WHAT IS EXPECTED — Retype the listing that follows, exactly as written.

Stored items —

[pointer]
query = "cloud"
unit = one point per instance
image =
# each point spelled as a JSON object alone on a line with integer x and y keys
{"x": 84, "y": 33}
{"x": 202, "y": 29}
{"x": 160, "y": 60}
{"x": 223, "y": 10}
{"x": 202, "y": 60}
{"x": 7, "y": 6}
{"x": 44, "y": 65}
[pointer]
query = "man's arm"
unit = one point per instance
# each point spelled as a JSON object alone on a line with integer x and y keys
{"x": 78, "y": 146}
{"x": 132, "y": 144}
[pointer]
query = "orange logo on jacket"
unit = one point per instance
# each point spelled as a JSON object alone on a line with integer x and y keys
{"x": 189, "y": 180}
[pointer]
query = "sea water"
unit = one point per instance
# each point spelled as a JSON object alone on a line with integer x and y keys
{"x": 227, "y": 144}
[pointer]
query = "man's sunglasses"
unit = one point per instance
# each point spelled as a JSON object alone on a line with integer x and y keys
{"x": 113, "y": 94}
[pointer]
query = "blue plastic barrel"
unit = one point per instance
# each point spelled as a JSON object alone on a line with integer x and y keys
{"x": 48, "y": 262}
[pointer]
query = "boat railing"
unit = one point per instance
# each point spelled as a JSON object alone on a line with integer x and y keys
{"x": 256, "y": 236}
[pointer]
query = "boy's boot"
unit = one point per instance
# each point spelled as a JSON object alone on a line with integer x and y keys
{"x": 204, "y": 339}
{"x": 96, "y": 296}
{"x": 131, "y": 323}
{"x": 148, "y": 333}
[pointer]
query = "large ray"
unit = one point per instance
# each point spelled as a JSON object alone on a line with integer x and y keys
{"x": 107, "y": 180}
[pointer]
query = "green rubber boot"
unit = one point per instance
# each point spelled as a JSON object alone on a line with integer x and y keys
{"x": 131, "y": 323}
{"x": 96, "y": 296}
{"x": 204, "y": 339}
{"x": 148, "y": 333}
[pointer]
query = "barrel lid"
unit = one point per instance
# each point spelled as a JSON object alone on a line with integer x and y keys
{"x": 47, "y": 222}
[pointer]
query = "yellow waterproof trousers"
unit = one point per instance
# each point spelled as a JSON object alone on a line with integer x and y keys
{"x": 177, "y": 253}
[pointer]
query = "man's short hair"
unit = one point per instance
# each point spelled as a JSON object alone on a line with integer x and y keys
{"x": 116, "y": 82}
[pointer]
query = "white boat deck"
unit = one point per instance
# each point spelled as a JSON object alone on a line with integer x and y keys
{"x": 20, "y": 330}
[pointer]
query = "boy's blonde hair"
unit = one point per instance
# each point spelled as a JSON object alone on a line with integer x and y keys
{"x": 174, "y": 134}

WRITTEN ANSWER —
[pointer]
query = "cloud"
unit = one point per instance
image =
# each point spelled as a JSON object alone on a line with integer x and y keys
{"x": 84, "y": 33}
{"x": 202, "y": 29}
{"x": 160, "y": 60}
{"x": 223, "y": 10}
{"x": 202, "y": 60}
{"x": 7, "y": 6}
{"x": 44, "y": 65}
[pointer]
query = "man's arm"
unit = one point per instance
# each point spelled as a JSON object alone on a line with integer x and y keys
{"x": 78, "y": 146}
{"x": 132, "y": 144}
[pointer]
query = "orange logo on jacket"
unit = one point per instance
# each point spelled as a JSON object alone on a line with integer x and y keys
{"x": 189, "y": 180}
[pointer]
query = "sea water"
unit = one point per instance
# each point spelled as a JSON object alone on a line with integer x and y keys
{"x": 227, "y": 144}
[pointer]
query = "man's sunglasses"
unit = one point per instance
# each point spelled as a JSON object alone on a line with integer x and y keys
{"x": 113, "y": 94}
[pointer]
query = "blue plastic barrel"
unit = one point per instance
# each point spelled as a JSON object alone on a line with integer x and y keys
{"x": 48, "y": 262}
[pointer]
query = "boat railing"
unit = one point per instance
# each point spelled as a JSON object alone on a line with integer x and y keys
{"x": 256, "y": 236}
[pointer]
query = "boy's boot"
unit = one point per instance
# each point spelled as a JSON object alone on a line with integer x and y keys
{"x": 204, "y": 339}
{"x": 96, "y": 296}
{"x": 131, "y": 323}
{"x": 148, "y": 333}
[pointer]
query = "large ray"
unit = one point per instance
# each point spelled as a JSON object alone on a line with integer x and y keys
{"x": 107, "y": 180}
[pointer]
query = "green rubber boot"
unit = one point per instance
# each point spelled as a JSON object alone on a line with integer x and y keys
{"x": 131, "y": 323}
{"x": 96, "y": 296}
{"x": 204, "y": 339}
{"x": 148, "y": 333}
[pointer]
query = "barrel lid"
unit = one point per instance
# each point spelled as a JSON object alone on a line with integer x and y keys
{"x": 47, "y": 222}
[pointer]
query = "yellow waterproof trousers"
unit = one point per instance
# each point spelled as a JSON object alone on a line with integer x and y keys
{"x": 177, "y": 253}
[pointer]
query = "man's short hair"
unit = one point per instance
# each point spelled as a JSON object alone on a line with integer x and y keys
{"x": 116, "y": 82}
[pointer]
query = "white boat deck"
unit = one point per instance
# each point spelled as a JSON object alone on a line with integer x and y keys
{"x": 20, "y": 330}
[pointer]
query = "boy's blonde hair"
unit = one point per instance
# each point spelled as a JSON object alone on a line with integer x and y keys
{"x": 174, "y": 134}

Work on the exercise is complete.